TEXTE FOURNI:
○ ○ ○ ○ ○ ○ ○

Désert 1 – Poussière de désert et Éden de vie (Gn 2)


Aucun buisson n’était encore sur la terre, aucune herbe n’avait poussé (Gn 2,5)

Mercredi des cendres

En ce mercredi, le rite des cendres sera accompagné de cette parole « convertissez-vous et croyez à l’évangile » ou bien « Souviens-toi que tu es poussière et que tu retourneras en poussière. »

Cette phrase est riche de sens. Elle évoque à la fois la création de l’homme : Alors le Seigneur Dieu modela l’homme avec la poussière tirée du sol ; il insuffla dans ses narines le souffle de vie, et l’homme devint un être vivant. (2,7) et sa chute, sa finitude : C’est à la sueur de ton visage que tu gagneras ton pain, jusqu’à ce que tu retournes à la terre dont tu proviens ; car tu es poussière, et à la poussière tu retourneras. (3,19)

Le second récit de la création et de la chute (Gn 2-3) nous amène au premier désert bien que le mot désert n’y apparaisse pas, le récit de Gn 2 nous le décrit :

Gn 2, 4 Telle fut l’origine du ciel et de la terre lorsqu’ils furent créés. Lorsque le Seigneur Dieu fit la terre et le ciel, 5 aucun buisson n’était encore sur la terre, aucune herbe n’avait poussé, parce que le Seigneur Dieu n’avait pas encore fait pleuvoir sur la terre, et il n’y avait pas d’homme pour travailler le sol.6 Mais une source montait de la terre et irriguait toute la surface du sol. 7 Alors le Seigneur Dieu modela l’homme avec la poussière tirée du sol ; il insuffla dans ses narines le souffle de vie, et l’homme devint un être vivant. Le Seigneur Dieu planta un jardin en Éden, à l’orient, et y plaça l’homme qu’il avait modelé.

○ ○ ○ ○ ○ ○ ○

DONNÉES FOURNIES:
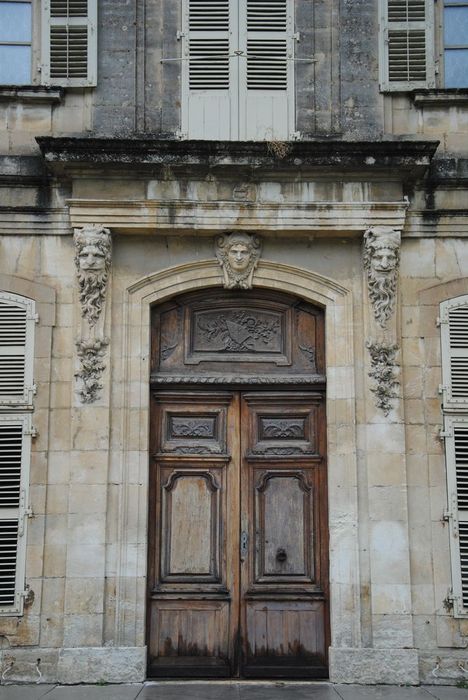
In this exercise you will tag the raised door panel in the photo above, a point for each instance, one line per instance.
(284, 545)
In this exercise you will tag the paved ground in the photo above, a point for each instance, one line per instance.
(227, 690)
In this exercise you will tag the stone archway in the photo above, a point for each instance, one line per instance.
(131, 399)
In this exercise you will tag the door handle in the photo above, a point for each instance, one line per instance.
(244, 545)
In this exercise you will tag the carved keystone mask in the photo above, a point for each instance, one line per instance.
(238, 254)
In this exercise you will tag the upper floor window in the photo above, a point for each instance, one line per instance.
(15, 42)
(238, 69)
(455, 23)
(454, 339)
(416, 36)
(17, 322)
(54, 44)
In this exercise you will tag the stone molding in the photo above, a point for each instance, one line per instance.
(132, 398)
(319, 218)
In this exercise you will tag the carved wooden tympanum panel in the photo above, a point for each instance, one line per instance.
(230, 337)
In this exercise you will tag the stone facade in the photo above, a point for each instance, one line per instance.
(107, 158)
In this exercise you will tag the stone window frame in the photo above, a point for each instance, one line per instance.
(41, 298)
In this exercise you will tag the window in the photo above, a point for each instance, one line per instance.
(238, 69)
(454, 336)
(17, 320)
(407, 44)
(15, 42)
(68, 43)
(455, 23)
(408, 59)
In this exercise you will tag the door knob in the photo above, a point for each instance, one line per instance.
(244, 544)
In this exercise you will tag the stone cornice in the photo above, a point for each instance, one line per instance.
(402, 159)
(319, 218)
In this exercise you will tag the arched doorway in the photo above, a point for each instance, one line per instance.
(238, 541)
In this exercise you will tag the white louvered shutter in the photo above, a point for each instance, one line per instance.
(454, 336)
(407, 44)
(17, 321)
(15, 446)
(266, 78)
(456, 451)
(208, 100)
(69, 42)
(238, 69)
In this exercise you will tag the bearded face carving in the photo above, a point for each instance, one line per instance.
(238, 254)
(381, 260)
(92, 260)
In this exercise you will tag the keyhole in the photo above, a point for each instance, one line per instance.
(281, 555)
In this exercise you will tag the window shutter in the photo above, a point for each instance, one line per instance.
(17, 321)
(238, 69)
(266, 77)
(15, 439)
(456, 450)
(454, 336)
(69, 42)
(407, 44)
(208, 82)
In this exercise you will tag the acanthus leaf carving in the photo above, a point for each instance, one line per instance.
(381, 259)
(91, 354)
(93, 249)
(384, 372)
(238, 254)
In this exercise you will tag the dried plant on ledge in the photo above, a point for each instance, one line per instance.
(384, 369)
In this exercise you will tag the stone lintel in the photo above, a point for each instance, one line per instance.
(318, 218)
(405, 160)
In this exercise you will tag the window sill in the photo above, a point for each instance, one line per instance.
(451, 96)
(31, 93)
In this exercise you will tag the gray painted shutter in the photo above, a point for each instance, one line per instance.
(69, 42)
(454, 336)
(17, 321)
(456, 451)
(406, 44)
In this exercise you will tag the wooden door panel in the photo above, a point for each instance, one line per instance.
(284, 545)
(286, 638)
(193, 589)
(284, 572)
(191, 525)
(190, 637)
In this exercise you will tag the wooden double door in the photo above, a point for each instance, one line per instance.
(238, 543)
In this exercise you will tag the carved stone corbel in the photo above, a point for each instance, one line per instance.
(383, 371)
(93, 250)
(381, 259)
(238, 254)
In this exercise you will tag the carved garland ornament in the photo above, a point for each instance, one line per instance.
(238, 254)
(93, 248)
(91, 353)
(381, 260)
(383, 372)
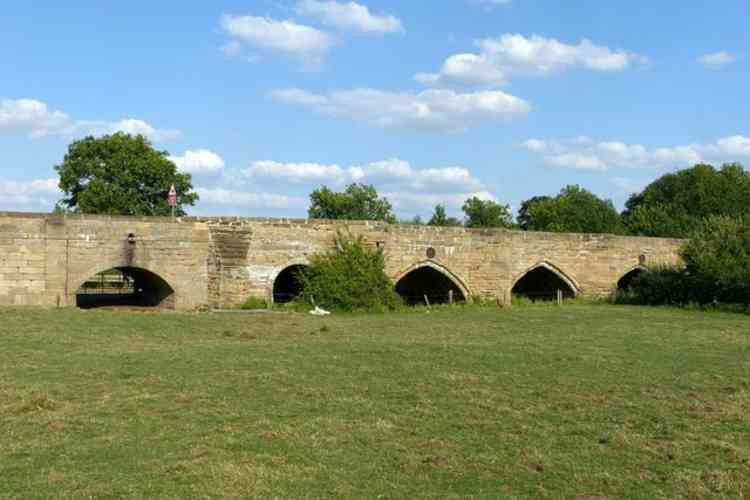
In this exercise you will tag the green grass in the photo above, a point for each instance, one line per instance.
(557, 402)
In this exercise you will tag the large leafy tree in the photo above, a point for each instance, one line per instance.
(676, 204)
(525, 218)
(486, 213)
(121, 174)
(574, 210)
(357, 202)
(440, 218)
(718, 252)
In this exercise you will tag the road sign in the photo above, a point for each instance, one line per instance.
(172, 196)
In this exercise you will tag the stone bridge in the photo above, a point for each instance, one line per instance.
(192, 262)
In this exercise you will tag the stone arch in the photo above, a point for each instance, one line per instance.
(285, 286)
(626, 279)
(542, 281)
(431, 279)
(125, 286)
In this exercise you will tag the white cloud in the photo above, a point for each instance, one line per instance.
(584, 153)
(424, 203)
(490, 3)
(307, 44)
(231, 197)
(201, 161)
(716, 60)
(297, 172)
(349, 16)
(39, 194)
(36, 119)
(387, 174)
(501, 59)
(435, 109)
(410, 190)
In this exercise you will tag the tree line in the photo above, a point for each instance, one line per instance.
(123, 174)
(675, 205)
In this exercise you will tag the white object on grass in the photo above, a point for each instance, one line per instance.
(319, 312)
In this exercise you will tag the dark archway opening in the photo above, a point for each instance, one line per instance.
(626, 282)
(426, 281)
(125, 287)
(542, 284)
(288, 286)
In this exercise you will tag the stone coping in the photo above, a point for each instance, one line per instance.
(324, 222)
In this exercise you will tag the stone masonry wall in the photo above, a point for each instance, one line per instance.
(219, 262)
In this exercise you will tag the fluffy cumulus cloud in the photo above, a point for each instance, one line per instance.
(35, 119)
(349, 16)
(410, 189)
(444, 110)
(39, 194)
(716, 60)
(585, 153)
(219, 196)
(490, 3)
(200, 161)
(304, 43)
(501, 59)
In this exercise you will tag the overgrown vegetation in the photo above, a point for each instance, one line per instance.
(539, 402)
(676, 204)
(350, 277)
(716, 270)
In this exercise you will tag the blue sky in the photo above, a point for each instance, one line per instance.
(432, 102)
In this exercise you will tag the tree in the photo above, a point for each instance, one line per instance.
(525, 221)
(574, 210)
(718, 252)
(121, 174)
(350, 277)
(357, 202)
(440, 218)
(486, 213)
(675, 204)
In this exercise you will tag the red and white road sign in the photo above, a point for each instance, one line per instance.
(172, 196)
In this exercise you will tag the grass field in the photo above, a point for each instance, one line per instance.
(572, 402)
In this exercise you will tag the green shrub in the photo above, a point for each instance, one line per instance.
(350, 277)
(254, 303)
(661, 286)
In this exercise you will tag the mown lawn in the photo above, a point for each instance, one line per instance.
(533, 402)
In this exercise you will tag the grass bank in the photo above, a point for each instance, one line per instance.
(574, 402)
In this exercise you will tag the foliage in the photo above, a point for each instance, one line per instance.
(524, 219)
(357, 202)
(574, 210)
(667, 285)
(350, 277)
(719, 253)
(675, 204)
(253, 303)
(440, 218)
(717, 268)
(486, 213)
(121, 174)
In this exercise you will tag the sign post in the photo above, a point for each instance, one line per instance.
(172, 198)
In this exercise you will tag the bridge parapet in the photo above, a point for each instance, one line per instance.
(220, 261)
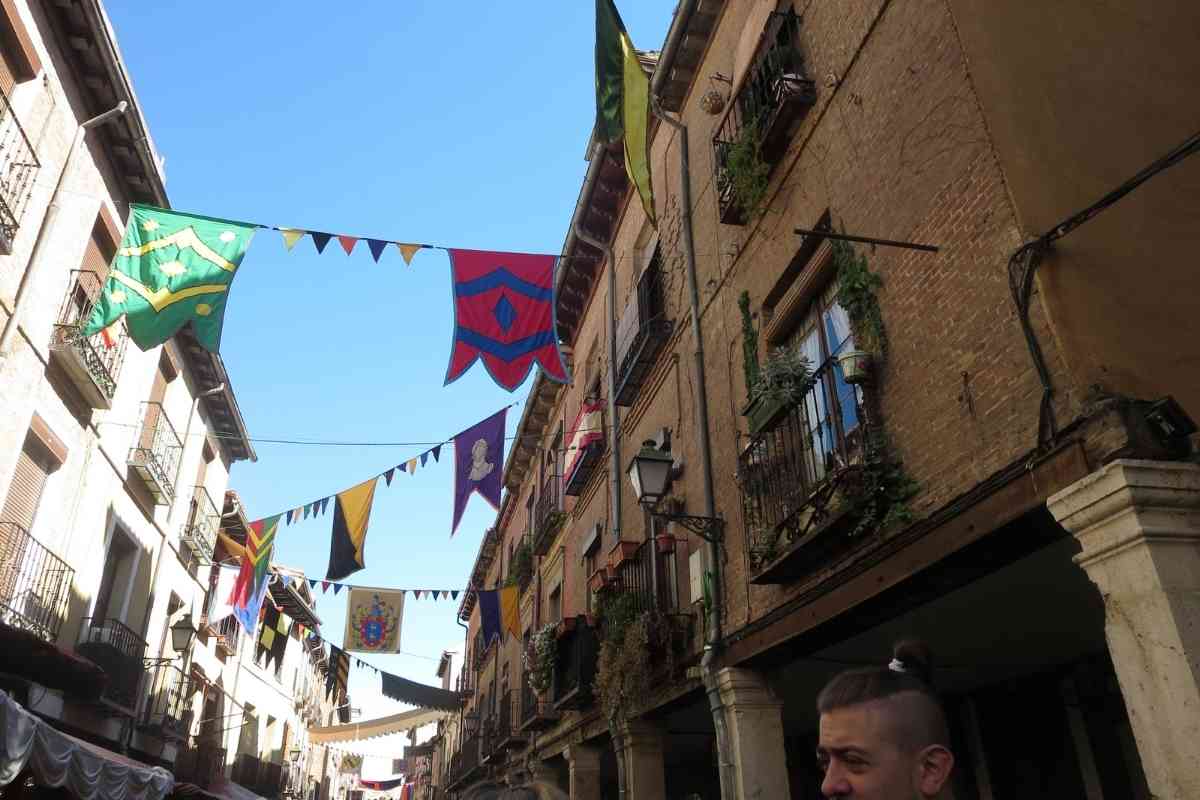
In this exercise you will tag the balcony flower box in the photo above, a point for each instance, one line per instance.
(621, 552)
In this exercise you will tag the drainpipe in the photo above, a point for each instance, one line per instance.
(613, 421)
(46, 228)
(713, 630)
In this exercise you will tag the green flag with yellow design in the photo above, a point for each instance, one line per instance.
(172, 269)
(623, 98)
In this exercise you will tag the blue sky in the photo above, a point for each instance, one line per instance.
(450, 124)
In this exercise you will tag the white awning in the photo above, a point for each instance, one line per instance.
(58, 759)
(381, 727)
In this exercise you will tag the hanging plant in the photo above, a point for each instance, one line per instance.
(784, 378)
(745, 172)
(857, 288)
(539, 657)
(749, 346)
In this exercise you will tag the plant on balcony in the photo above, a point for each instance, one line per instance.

○ ○ ○ ○ ○ ○ ○

CONSIGNE:
Reprenez le passage du texte sur le mercredi des cendres qui commence à « En ce mercredi, le » et se termine à « tu retourneras. (3,19) », en changeant « poussière » en « cendre ». Les enregistrements n’ont aucun rôle ici.

RÉPONSE ATTENDUE:
En ce mercredi, le rite des cendres sera accompagné de cette parole « convertissez-vous et croyez à l’évangile » ou bien « Souviens-toi que tu es cendre et que tu retourneras en cendre. »

Cette phrase est riche de sens. Elle évoque à la fois la création de l’homme : Alors le Seigneur Dieu modela l’homme avec la cendre tirée du sol ; il insuffla dans ses narines le souffle de vie, et l’homme devint un être vivant. (2,7) et sa chute, sa finitude : C’est à la sueur de ton visage que tu gagneras ton pain, jusqu’à ce que tu retournes à la terre dont tu proviens ; car tu es cendre, et à la cendre tu retourneras. (3,19)